What you are asked to do -
Beginning with the first line below, output every record verbatim and leave out the images.

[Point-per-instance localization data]
============

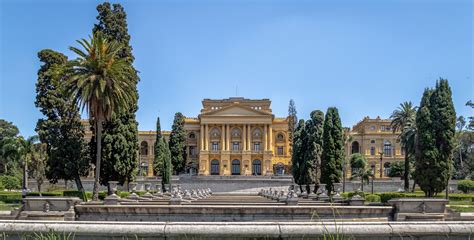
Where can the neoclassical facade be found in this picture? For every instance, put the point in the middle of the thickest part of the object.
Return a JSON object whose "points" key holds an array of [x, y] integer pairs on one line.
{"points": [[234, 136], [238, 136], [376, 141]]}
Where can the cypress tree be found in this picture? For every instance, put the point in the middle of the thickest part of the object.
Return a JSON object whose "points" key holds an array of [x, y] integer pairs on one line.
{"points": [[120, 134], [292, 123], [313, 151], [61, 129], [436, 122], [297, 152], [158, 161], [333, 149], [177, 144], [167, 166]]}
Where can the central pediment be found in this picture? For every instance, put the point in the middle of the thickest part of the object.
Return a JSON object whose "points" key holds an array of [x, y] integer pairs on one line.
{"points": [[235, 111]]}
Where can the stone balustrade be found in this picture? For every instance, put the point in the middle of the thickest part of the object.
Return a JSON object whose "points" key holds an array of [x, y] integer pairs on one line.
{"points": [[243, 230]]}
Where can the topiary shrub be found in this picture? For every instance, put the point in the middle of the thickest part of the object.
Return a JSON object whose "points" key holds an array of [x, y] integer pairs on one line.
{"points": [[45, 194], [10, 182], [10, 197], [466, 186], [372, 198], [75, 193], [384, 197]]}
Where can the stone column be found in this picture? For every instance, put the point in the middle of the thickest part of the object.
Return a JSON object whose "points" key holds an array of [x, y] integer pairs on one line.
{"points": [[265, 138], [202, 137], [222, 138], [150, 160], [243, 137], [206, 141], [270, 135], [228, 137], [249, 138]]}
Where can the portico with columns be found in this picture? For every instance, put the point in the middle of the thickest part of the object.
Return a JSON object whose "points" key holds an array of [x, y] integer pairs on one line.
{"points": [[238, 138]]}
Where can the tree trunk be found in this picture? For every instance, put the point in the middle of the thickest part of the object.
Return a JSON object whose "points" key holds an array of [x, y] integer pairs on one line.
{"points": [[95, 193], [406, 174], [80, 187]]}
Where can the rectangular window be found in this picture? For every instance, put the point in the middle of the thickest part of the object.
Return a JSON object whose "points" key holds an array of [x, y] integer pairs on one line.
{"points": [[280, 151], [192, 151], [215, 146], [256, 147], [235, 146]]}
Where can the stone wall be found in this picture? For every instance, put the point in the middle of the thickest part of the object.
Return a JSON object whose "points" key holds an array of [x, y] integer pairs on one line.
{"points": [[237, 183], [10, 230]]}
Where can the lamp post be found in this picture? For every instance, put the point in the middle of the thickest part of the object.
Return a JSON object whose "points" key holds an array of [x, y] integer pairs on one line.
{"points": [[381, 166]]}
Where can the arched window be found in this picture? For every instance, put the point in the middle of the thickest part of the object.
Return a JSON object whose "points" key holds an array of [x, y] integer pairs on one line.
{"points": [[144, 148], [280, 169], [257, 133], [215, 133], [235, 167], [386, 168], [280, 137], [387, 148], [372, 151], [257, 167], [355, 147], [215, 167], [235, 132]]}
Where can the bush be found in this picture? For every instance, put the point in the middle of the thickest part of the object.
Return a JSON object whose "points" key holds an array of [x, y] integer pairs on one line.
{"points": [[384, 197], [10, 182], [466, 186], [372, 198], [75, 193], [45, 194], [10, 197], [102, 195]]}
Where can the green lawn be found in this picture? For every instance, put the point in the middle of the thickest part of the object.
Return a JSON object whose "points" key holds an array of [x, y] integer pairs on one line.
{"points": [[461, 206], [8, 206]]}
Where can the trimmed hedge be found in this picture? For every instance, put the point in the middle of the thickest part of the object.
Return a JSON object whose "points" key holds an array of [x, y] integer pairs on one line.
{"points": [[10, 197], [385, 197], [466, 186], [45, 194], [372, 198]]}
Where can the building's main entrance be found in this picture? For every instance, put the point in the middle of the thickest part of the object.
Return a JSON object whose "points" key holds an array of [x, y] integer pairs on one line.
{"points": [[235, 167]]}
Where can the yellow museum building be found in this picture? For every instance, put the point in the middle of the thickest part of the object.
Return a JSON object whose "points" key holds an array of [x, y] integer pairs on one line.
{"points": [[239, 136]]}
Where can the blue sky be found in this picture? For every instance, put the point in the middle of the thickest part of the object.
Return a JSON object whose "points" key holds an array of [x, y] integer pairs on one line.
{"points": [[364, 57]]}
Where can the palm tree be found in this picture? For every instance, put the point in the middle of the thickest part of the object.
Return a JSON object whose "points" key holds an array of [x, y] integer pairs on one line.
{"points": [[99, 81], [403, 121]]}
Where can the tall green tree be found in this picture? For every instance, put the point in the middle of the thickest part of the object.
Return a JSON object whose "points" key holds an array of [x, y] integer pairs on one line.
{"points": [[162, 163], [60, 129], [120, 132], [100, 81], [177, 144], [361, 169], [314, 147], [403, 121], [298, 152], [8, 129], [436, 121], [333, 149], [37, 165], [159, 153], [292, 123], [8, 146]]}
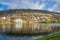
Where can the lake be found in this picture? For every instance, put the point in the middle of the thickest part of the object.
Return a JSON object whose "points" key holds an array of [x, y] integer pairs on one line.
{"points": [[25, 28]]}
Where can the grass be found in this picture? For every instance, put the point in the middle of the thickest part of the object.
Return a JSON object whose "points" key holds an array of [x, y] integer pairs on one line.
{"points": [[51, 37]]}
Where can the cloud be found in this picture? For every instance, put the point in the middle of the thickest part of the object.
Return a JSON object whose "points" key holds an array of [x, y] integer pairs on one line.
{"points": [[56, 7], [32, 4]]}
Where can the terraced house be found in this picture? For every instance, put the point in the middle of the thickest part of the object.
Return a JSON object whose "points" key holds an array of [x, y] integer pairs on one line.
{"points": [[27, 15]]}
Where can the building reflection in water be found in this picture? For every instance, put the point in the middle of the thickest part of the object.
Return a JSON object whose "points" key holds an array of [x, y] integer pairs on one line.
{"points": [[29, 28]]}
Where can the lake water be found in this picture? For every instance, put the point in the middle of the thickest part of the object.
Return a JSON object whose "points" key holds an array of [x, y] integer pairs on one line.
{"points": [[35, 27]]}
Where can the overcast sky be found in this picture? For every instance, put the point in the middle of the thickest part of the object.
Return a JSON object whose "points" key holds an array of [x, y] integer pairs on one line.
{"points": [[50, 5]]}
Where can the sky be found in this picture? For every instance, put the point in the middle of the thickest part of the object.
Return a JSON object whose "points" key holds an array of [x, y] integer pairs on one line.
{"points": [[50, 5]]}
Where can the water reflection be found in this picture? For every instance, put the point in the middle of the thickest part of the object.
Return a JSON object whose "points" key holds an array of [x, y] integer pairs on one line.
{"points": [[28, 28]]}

============

Result of this task -
Where can the neoclassical facade be found in this picture? For every instance, put the point in the middle of the thickest part of the object.
Return a JSON object whose "points" key holds an array of [x, y] integer pairs on one line.
{"points": [[234, 136], [238, 136], [376, 141]]}
Where can the cypress tree be found in this picture? For every instance, put the point in the middle of the thickest part of the object.
Return a JSON object whose "points" key holds an array of [x, y] integer pairs on one line.
{"points": [[120, 134], [292, 123], [313, 151], [61, 129], [436, 122], [297, 152], [158, 161], [333, 149], [177, 144], [167, 166]]}
Where can the central pediment be found in this picture? For every instance, put the point in the middle of the thickest part of the object.
Return a JSON object whose "points" key holds an array of [x, y] integer pairs on one line.
{"points": [[235, 111]]}
Where can the stone balustrade be found in this picture? For every instance, put the point in the middle of the thickest part of the object.
Return a JSON object whose "points" key holds an array of [x, y] integer pairs on one line.
{"points": [[243, 230]]}
Where can the topiary shrub be found in this picture? For every instance, put the point in the middle of the thickest part of the object.
Return a JSON object whose "points" key holds an array of [x, y] integer pairs on one line.
{"points": [[45, 194], [10, 182], [10, 197], [466, 186], [372, 198], [75, 193], [384, 197]]}
Where can the stone column be found in this picture? For every instance, put the point in the middle of the thickest part of the object.
Return a JSON object whose "points" key holds an array of [x, y] integer pairs on one line.
{"points": [[265, 138], [202, 137], [222, 138], [150, 160], [243, 137], [206, 141], [270, 135], [228, 137], [249, 138]]}
Where can the portico with columns be found in this picture? For every instance, put the point in the middle of the thickest part of the object.
Return a JSON object whose "points" key holds an array of [x, y] integer pairs on one line.
{"points": [[238, 138]]}
Where can the tree trunk be found in this picture? For every instance, put the point in the middle of the thickest part of the object.
Return a JSON object whose "points" key holds an array of [x, y] integer pairs on one line.
{"points": [[95, 193], [406, 174], [80, 187]]}
Where can the rectangular window be found in this picture? For every instance, put the point in the middle of the thickest part of the object.
Return a JSON object whose "points" key holds an array of [x, y] integer pairs on one line.
{"points": [[280, 151], [192, 151], [215, 146], [256, 147], [235, 146]]}
Where can the stone wall be found in this picture? For every instance, put the point in the middle of the thickest part of the object.
Return a JSON object whose "points" key holds an array of [x, y] integer pairs on one line.
{"points": [[237, 183], [10, 230]]}
Where can the lamp post be found in this picture? For every instance, put the point in the middle of the thickest part of the object.
Return a JSON object whose "points" key holds an array of [x, y] integer pairs on one line.
{"points": [[381, 166]]}
Where can the arched window be found in this picture? For every instance, put the point in the middle of the thickest part of the object.
Return a JSON object whose "points" key holds an array of [x, y] integer pairs on one line.
{"points": [[144, 148], [280, 169], [257, 133], [215, 133], [235, 167], [386, 168], [280, 137], [387, 148], [372, 151], [257, 167], [355, 147], [215, 167], [235, 132]]}
Where can the bush be found in this picture? For every instance, put the point in the middle of the thickest part of the object.
Return a JSON object whose "points" key holds an array of [x, y] integer pairs on one line.
{"points": [[384, 197], [10, 182], [466, 186], [372, 198], [75, 193], [45, 194], [10, 197], [102, 195]]}
Where can the green lawn be found in this picture? For every instance, put the point in the middle of the thickest part of the object.
Return a JSON object whose "points" key holds an array of [x, y] integer pairs on one line.
{"points": [[461, 206], [8, 206]]}
Where can the trimmed hedge be found in this picture? For every instance, put the point in the middle of the thickest part of the object.
Return a JSON object whose "points" key holds an array of [x, y] integer pairs on one line.
{"points": [[10, 197], [385, 197], [466, 186], [45, 194], [372, 198]]}
Where can the building's main entrance be found in this picture? For every instance, put the point in the middle of the thickest part of the object.
Return a JSON object whose "points" key holds an array of [x, y] integer pairs on one line.
{"points": [[235, 167]]}
Where can the yellow museum building be found in this picture? For every instance, put the point in the middle of the thickest part of the object.
Return a JSON object whose "points" key holds an array of [x, y] integer pairs on one line.
{"points": [[239, 136]]}
Where can the blue sky be found in this picture? For every instance, put the point in the middle of the thickest part of the object.
Return a JSON object whose "points" key holds an array of [x, y] integer pairs on one line.
{"points": [[364, 57]]}
Where can the palm tree be found in this picture? For every instance, put the point in the middle of the thickest part of the object.
Return a JSON object whose "points" key holds an array of [x, y] integer pairs on one line.
{"points": [[99, 81], [403, 121]]}
Where can the tall green tree be found in this picture? For every instance, put the point in the middle of the thickest part of the object.
Return a JSON object whose "points" key holds an array of [x, y] integer pairs on one line.
{"points": [[162, 163], [60, 129], [120, 132], [100, 81], [177, 144], [361, 169], [314, 147], [403, 121], [298, 152], [8, 129], [436, 121], [333, 149], [37, 165], [159, 153], [292, 123], [8, 146]]}
Where can the lake be found in this picture? For every instance, put the point in the middle of the thickest part of the object.
Return a JSON object whose "points" key holds an array of [x, y] integer pairs on one line.
{"points": [[25, 28]]}
Where can the grass be found in this picture? For every instance, put the point in the middle of the thickest part of the object.
Return a JSON object whose "points" key holds an array of [x, y] integer pairs on one line.
{"points": [[51, 37]]}
Where can the cloud be found in this picture? For every instance, put the point in the middle of the thickest part of the object.
Return a JSON object whose "points" key holds an array of [x, y] integer pairs on one line.
{"points": [[56, 7], [32, 4]]}
Where can the terraced house be found in this picture? For every instance, put the point in the middle of the thickest part of the object.
Return a JSON object whose "points" key holds an array of [x, y] integer pairs on one line.
{"points": [[27, 15]]}
Where can the building reflection in water be found in this picture? For every instance, put the point in the middle of the thickest part of the object.
Return a JSON object whose "points" key holds an array of [x, y] integer pairs on one line.
{"points": [[29, 28]]}
Where can the lake water be found in this picture? For every instance, put the point in the middle of the thickest part of the object.
Return a JSON object whose "points" key holds an array of [x, y] integer pairs on one line.
{"points": [[35, 27]]}
Where can the overcast sky be found in this picture? For every instance, put the point in the middle of the thickest part of the object.
Return a JSON object whose "points" key holds an array of [x, y] integer pairs on one line.
{"points": [[50, 5]]}
Where can the sky be found in this picture? For every instance, put the point in the middle of the thickest part of the object.
Return a JSON object whose "points" key holds an array of [x, y] integer pairs on one line.
{"points": [[50, 5]]}
Where can the water reflection be found in this picture? For every instance, put the point in the middle of the thickest part of the object.
Return a JSON object whose "points" key holds an array of [x, y] integer pairs on one line.
{"points": [[28, 28]]}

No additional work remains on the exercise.